PAGE TEXT
States v. Goldstein

73 F. Supp. 875 | D.N.J. | 1947

MEANEY, District Judge.

Defendant, William Goldstein, was indicted on two counts for violations of Title 18, U.S.C.A. § 334. The indictment charges the defendant with mailing and causing to be mailed certain nonmailable matter consisting of a pamphlet entitled “The Ideal Intercourse,” which it is alleged is an obscene, lewd, lascivious and filthy writing.

The matter is presently before the court on the defendant’s motion to quash the indictment on the ground that the matters contained therein do not constitute an offense within the meaning and scope of the words'■of the statute which prohibit the mailing of “every obscene, lewd or lascivious * * * pamphlet.”

In support of his motion defendant contends that nowhere in the pamphlet are there any words commonly referred to as vulgar. Defendant strenuously urges that the sole function of the booklet is the sex education of married persons and that the mere fact that the pamphlet delves into matters of sexual relations between husband and wife should in no wise make the writing obscene within the prohibitions of the statute in question.

By the motion now before it, the court must determine as a question preliminary to the trial of the issues before a jury, whether the pamphlet in question could reasonably be thought to be of such character as would bring it within the inhibitions of the statute above cited. If the writing is fairly open to reasonable *877doubt, or is not patently without the scope of the statute, or is doubtfully so, the motion to quash should be denied and the matter should be submitted to a jury for determination. United States v. Dennett, 2 Cir., 39 F.2d 564, 76 A.L.R. 1092; Knowles v. United States, 8 Cir., 170 F. 409.

The test of what is obscene is not easy of definition, as is indicated in the contrasting opinions of Judges Augustus N. Hand and Martin T. Mantón in the case of United States v. One Book Entitled Ulysses, 2 Cir., 72 F.2d 705, this Court finding a more satisfactory application of the law in the reasoned determination of Judge Hand.

The test generally laid down is whether the writing is of such a character as would tend to deprave the morals of those into whose hands the publication might fall, by suggesting lewd thoughts and exciting sensual desires. United States v. Dennett, supra; Dunlop v. United States, 165 U.S. 486, 501, 17 S.Ct. 375, 41 L.Ed. 799. In Dysart v. United States, 272 U.S. 655, 47 S.Ct. 234, 71 L.Ed. 461, the Supreme Court indicated as one test that the language must be such as would be calculated to corrupt and debauch the mind and morals of those into whose hands it might fall.

TASKS
**1.** In the Goldstein opinion, what is the title of the pamphlet that the defendant was charged with mailing?
**2.** List every case the Goldstein opinion cites by name, giving each one only once.
**3.** For each statement, decide whether the Goldstein opinion supports it, and quote the words that settle it.
(a) The defendant argued that the pamphlet contains no vulgar words.
(b) The court found Judge Manton's reasoning in the Ulysses case more satisfactory.
(c) Goldstein was indicted on three counts.
The entries that follow come from a separate source unrelated to the Goldstein opinion.

DATA EXTRACT
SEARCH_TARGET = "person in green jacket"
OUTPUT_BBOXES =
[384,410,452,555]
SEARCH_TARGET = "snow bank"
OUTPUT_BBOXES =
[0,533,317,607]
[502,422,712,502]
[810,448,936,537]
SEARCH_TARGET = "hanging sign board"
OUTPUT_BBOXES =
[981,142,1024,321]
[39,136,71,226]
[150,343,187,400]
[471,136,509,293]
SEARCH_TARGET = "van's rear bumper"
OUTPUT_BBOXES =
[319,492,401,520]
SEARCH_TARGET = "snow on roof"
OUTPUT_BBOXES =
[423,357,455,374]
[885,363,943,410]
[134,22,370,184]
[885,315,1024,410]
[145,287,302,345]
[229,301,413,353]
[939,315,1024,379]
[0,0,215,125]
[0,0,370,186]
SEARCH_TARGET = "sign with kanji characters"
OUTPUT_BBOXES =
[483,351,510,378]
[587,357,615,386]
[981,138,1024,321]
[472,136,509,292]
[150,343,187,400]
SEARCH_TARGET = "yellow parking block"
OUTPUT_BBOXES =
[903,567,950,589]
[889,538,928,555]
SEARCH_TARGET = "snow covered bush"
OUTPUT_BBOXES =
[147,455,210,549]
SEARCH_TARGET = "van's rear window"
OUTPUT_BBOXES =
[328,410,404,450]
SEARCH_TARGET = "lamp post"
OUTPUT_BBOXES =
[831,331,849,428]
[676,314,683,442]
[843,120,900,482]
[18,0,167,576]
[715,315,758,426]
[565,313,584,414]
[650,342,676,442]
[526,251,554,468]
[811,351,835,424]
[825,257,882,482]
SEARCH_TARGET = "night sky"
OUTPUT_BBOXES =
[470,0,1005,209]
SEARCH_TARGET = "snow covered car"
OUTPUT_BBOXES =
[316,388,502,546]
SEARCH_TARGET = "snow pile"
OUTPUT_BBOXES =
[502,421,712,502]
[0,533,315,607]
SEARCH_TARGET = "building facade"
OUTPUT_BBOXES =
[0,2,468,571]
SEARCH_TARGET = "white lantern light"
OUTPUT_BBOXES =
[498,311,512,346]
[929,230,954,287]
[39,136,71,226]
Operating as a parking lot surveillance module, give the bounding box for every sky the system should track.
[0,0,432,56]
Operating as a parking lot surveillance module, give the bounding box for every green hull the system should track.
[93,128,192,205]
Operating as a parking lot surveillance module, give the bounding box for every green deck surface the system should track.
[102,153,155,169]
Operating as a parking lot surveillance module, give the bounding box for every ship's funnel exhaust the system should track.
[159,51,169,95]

WRITTEN ANSWERS
**1.** "The Ideal Intercourse"

**2.**
- United States v. Dennett
- Knowles v. United States
- United States v. One Book Entitled Ulysses
- Dunlop v. United States
- Dysart v. United States

**3.**
(a) Yes: "nowhere in the pamphlet are there any words commonly referred to as vulgar"
(b) No: "this Court finding a more satisfactory application of the law in the reasoned determination of Judge Hand"
(c) No: "was indicted on two counts"